> Selected text:

National Trust for Historic Preservation on Confederate monuments

National Trust for Historic Preservation: Statement on Confederate Monuments

In recent weeks, protests throughout America and around the world have sprung up in support of racial justice and equity, sparked by the horrific killings of George Floyd, Ahmaud Arbery, Breonna Taylor, and others. The National Trust stands committed to support this fight for justice.

We believe that Black Lives Matter, Black History Matters, and that historic preservation has a powerful role to play in telling the full story of our often-difficult history. A critically important part of this work is elevating and preserving the enormous and important contributions that African Americans have made to our nation and carrying that profound legacy forward through places of truth, justice, and reconciliation.

This nationwide call for racial justice and equity has brought renewed attention to the Confederate monuments in many of our communities.

> What you will do:
(a) Copy the statement on Confederate monuments word for word, starting at the words "National Trust for Historic Preservation: Statement" and stopping after "justice, and reconciliation.".
(b) Carry on the statement on Confederate monuments from its last sentence.

> Data lines:
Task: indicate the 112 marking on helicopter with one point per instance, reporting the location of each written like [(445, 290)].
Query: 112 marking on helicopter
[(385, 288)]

> Responses to the exercise:
(a)
National Trust for Historic Preservation: Statement on Confederate Monuments

In recent weeks, protests throughout America and around the world have sprung up in support of racial justice and equity, sparked by the horrific killings of George Floyd, Ahmaud Arbery, Breonna Taylor, and others. The National Trust stands committed to support this fight for justice.

We believe that Black Lives Matter, Black History Matters, and that historic preservation has a powerful role to play in telling the full story of our often-difficult history. A critically important part of this work is elevating and preserving the enormous and important contributions that African Americans have made to our nation and carrying that profound legacy forward through places of truth, justice, and reconciliation.

(b)
The National Trust for Historic Preservation has previously issued statements about the history and treatment of Confederate monuments, emphasizing that, although some were erected—like other monuments to war dead—for reasons of memorialization, most Confederate monuments were intended to serve as a celebration of Lost Cause mythology and to advance the ideas of white supremacy. Many of them still stand as symbols of those ideologies and sometimes serve as rallying points for bigotry and hate today. To many African Americans, they continue to serve as constant and painful reminders that racism is embedded in American society.

We believe it is past time for us, as a nation, to acknowledge that these symbols do not reflect, and are in fact abhorrent to, our values and to our foundational obligation to continue building a more perfect union that embodies equality and justice for all.

We believe that removal may be necessary to achieve the greater good of ensuring racial justice and equality.

Although Confederate monuments are sometimes designated as historic, and while many were erected more than a century ago, the National Trust supports their removal from our public spaces when they continue to serve the purposes for which many were built—to glorify, promote, and reinforce white supremacy, overtly or implicitly.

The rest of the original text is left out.